====== LIGNES FOURNIES
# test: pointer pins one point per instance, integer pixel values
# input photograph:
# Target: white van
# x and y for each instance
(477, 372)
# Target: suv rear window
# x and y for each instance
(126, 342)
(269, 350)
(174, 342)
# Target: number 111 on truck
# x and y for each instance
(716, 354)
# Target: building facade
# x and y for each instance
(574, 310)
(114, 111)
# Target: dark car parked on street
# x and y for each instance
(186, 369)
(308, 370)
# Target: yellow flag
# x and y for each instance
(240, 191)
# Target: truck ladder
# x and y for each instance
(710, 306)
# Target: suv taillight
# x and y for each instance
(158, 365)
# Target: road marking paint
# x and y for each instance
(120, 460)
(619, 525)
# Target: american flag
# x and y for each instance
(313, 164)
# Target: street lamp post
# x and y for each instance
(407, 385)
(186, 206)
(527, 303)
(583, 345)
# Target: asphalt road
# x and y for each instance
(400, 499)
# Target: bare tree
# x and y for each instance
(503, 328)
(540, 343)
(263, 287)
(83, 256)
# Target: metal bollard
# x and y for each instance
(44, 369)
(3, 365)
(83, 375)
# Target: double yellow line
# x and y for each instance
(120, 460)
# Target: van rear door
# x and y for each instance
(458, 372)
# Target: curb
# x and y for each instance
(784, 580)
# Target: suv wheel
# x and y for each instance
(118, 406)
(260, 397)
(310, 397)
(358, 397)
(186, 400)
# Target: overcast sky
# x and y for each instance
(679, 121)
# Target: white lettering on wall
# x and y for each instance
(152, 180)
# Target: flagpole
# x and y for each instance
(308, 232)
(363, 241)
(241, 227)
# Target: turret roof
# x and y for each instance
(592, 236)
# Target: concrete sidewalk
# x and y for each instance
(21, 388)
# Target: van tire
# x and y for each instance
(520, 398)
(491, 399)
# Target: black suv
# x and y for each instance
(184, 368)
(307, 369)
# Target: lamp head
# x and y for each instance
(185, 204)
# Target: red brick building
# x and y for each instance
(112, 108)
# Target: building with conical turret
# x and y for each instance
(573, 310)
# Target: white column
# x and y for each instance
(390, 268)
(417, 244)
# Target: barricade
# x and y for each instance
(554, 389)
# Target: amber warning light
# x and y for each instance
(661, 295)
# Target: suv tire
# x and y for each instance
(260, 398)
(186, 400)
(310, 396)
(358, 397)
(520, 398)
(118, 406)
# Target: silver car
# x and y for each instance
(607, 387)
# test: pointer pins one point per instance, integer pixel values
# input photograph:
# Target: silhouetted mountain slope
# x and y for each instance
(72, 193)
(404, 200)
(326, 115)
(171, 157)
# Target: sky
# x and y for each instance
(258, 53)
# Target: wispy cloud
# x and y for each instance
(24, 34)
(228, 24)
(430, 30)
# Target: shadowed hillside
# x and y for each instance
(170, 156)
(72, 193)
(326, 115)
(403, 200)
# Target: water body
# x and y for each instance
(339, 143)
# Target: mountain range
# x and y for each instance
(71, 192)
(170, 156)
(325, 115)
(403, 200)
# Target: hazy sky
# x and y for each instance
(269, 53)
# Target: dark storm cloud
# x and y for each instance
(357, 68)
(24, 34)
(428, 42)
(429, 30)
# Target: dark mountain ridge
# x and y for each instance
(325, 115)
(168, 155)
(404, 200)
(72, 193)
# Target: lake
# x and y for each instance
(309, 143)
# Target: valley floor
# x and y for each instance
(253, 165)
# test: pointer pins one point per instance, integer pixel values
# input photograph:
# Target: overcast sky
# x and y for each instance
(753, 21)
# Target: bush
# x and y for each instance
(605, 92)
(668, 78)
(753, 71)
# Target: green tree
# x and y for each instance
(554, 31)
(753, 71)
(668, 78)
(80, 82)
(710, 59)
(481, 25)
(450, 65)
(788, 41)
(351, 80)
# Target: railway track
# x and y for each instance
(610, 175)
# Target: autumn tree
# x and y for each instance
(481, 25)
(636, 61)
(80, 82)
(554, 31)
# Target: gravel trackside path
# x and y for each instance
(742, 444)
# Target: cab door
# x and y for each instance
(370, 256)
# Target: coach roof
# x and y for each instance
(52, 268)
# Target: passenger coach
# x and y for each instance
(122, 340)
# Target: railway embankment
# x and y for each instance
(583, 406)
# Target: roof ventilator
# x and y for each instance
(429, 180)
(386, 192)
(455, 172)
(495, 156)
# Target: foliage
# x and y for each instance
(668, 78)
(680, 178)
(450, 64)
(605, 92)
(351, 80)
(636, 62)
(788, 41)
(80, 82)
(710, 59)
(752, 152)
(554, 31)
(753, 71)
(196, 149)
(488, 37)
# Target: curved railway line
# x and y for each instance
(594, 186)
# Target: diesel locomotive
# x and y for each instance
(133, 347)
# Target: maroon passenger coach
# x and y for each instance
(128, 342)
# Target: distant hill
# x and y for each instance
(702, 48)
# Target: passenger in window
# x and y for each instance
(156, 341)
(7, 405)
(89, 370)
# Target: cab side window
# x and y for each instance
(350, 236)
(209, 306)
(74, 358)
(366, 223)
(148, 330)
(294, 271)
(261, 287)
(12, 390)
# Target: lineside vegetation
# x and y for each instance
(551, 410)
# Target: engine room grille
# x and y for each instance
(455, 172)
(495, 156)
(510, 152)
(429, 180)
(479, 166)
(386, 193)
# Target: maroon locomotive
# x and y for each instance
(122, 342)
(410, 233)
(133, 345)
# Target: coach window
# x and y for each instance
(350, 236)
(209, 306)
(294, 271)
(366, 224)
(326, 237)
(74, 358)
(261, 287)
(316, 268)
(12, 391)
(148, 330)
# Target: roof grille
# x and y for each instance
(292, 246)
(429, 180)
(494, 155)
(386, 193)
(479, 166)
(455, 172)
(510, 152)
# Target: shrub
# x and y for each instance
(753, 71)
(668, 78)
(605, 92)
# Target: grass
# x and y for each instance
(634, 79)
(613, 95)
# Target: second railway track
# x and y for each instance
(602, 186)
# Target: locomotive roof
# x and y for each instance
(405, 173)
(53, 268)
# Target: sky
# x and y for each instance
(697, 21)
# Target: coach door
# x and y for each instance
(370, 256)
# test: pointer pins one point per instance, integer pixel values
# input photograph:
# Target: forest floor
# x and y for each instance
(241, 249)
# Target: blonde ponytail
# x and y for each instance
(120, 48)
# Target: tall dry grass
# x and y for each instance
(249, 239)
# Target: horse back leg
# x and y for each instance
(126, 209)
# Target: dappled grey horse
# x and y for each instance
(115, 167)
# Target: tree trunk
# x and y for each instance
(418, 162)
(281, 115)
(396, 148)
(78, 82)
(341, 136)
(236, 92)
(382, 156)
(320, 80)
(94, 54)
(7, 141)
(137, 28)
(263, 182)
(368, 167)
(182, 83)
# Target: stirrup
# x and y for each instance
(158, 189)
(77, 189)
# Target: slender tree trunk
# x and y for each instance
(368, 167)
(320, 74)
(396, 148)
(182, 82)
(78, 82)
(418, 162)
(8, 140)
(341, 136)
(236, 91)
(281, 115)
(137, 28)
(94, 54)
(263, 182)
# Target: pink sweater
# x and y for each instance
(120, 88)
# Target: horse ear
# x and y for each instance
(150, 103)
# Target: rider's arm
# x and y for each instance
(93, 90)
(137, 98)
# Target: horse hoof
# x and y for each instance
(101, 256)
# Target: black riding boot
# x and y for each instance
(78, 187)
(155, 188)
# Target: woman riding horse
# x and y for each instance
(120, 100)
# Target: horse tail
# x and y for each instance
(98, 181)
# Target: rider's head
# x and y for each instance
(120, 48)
============
Pouvez-vous recopier uniquement les lignes allant de celle qui contient « # Target: pink sweater » jusqu'à la fin, ces deux bornes comprises, en reprenant chacune d'elles et en redimensionnant les coordonnées x et y de chaque point d'un facteur 2,4, arrondies à l'entier le plus proche (les demis vers le haut) ?

# Target: pink sweater
# x and y for each instance
(288, 211)
# Target: horse ear
# x and y for each instance
(360, 247)
# Target: rider's arm
# x and y for each instance
(223, 216)
(329, 235)
# Target: horse hoof
# x and y for each instance
(242, 614)
# Target: black riding boot
# x and y for each instance
(187, 449)
(372, 451)
# Target: woman riding horse
# x and y for each instance
(288, 240)
# Target: horse tail
# x and y for each instance
(235, 434)
# Target: rider's head
# x and y for each instance
(288, 115)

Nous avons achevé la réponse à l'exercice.